Consigne:
Recopiez à l'identique les lignes des données ci-dessous, en commençant par celle qui contient « Scouting task: drop one point on every instance of the crowd » et en vous arrêtant après celle qui contient « [(229, 153)] ». Ne reproduisez que ces lignes.

Informations extraites:
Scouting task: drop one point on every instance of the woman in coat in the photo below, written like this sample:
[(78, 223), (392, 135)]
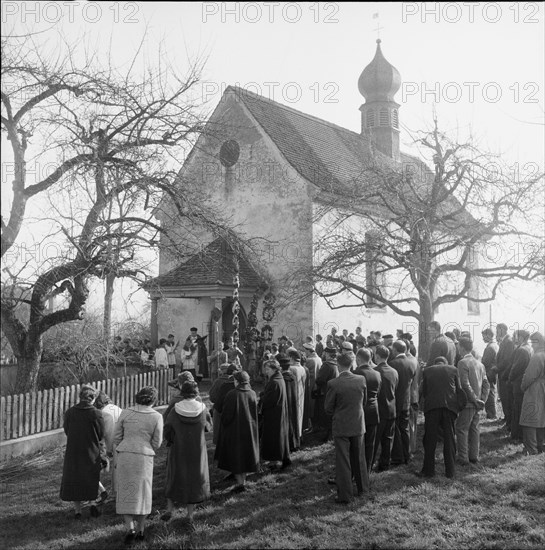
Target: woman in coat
[(84, 429), (111, 414), (291, 397), (273, 406), (237, 450), (187, 479), (532, 418), (138, 434)]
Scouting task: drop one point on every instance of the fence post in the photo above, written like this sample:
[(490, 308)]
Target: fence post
[(2, 417), (9, 412), (61, 407), (33, 412), (50, 410), (39, 409), (27, 413), (56, 408), (123, 404)]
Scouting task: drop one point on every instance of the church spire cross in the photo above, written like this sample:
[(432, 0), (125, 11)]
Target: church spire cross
[(378, 27)]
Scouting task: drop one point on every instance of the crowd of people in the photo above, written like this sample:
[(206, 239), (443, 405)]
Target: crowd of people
[(363, 392)]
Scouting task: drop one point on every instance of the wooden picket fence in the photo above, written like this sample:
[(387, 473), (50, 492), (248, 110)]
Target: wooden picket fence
[(36, 412)]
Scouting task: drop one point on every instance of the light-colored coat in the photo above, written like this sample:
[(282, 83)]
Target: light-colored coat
[(533, 386), (300, 375), (473, 380), (345, 400)]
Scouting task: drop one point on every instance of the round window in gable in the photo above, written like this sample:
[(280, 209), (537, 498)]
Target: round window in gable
[(229, 153)]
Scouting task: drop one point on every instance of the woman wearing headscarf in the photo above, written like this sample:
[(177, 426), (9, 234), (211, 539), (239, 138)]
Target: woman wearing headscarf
[(111, 414), (532, 418), (84, 429), (187, 478), (138, 434), (184, 376), (273, 406), (237, 450)]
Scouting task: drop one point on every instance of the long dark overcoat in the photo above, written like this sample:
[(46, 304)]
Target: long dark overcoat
[(327, 372), (291, 397), (217, 396), (84, 428), (187, 477), (274, 410), (237, 450)]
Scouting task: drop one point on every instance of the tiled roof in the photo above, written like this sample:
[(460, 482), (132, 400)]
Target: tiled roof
[(214, 265), (333, 158), (323, 153)]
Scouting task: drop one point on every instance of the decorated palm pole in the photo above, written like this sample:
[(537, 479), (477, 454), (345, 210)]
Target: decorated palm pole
[(236, 305)]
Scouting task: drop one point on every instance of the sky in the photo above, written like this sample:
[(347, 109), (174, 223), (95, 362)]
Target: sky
[(478, 66)]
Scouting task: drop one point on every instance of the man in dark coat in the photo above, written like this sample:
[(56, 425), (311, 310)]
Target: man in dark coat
[(406, 370), (291, 397), (439, 384), (475, 385), (220, 388), (504, 359), (373, 382), (84, 428), (345, 401), (521, 359), (327, 372), (237, 450), (273, 406), (387, 409), (441, 346)]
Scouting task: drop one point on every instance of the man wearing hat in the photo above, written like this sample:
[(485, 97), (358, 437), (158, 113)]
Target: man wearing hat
[(184, 376), (388, 340), (313, 365), (218, 391), (348, 350), (327, 372), (345, 401)]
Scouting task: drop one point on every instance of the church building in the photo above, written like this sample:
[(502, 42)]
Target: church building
[(270, 168)]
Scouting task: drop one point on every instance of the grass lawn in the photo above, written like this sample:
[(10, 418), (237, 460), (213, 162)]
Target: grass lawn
[(499, 503)]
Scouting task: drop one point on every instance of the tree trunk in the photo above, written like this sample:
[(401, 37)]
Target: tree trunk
[(108, 298), (28, 367), (426, 316)]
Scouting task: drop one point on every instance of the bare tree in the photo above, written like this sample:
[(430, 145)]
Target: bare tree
[(413, 239), (112, 137)]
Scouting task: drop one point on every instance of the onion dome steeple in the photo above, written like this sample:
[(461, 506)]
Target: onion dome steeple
[(378, 83), (380, 80)]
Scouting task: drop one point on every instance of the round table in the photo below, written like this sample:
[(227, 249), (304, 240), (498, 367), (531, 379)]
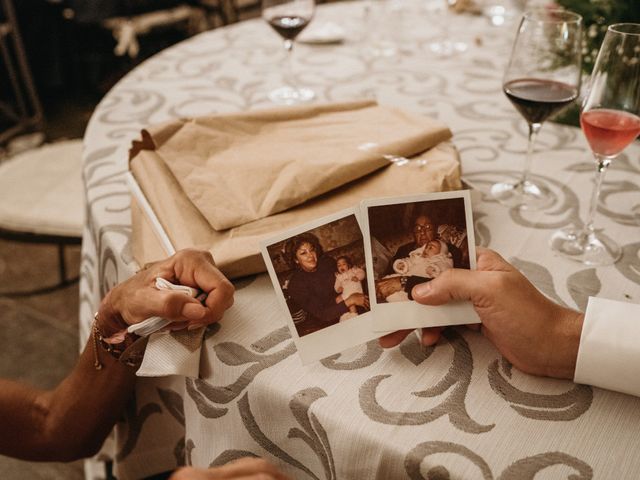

Réponse à l'exercice:
Scouting task: drop one point on every instance of the crowd of people in the photo above, written like this sample:
[(206, 239), (443, 405)]
Target: crowd of people
[(363, 392)]
Scouting task: drop one point on every instance of the wooden picket fence in the photo above, written like this sample:
[(387, 473), (50, 492), (248, 110)]
Target: wooden picket fence
[(36, 412)]
Scouting task: drop one point on every instance of the light-colored coat in the photo above, written like this sample:
[(282, 83)]
Target: light-colored coat
[(533, 386), (300, 375), (473, 380), (345, 400)]
Scouting task: drop one point on every instance of the round window in gable in the photo above, written like this sample:
[(280, 209), (537, 498)]
Target: round window in gable
[(229, 153)]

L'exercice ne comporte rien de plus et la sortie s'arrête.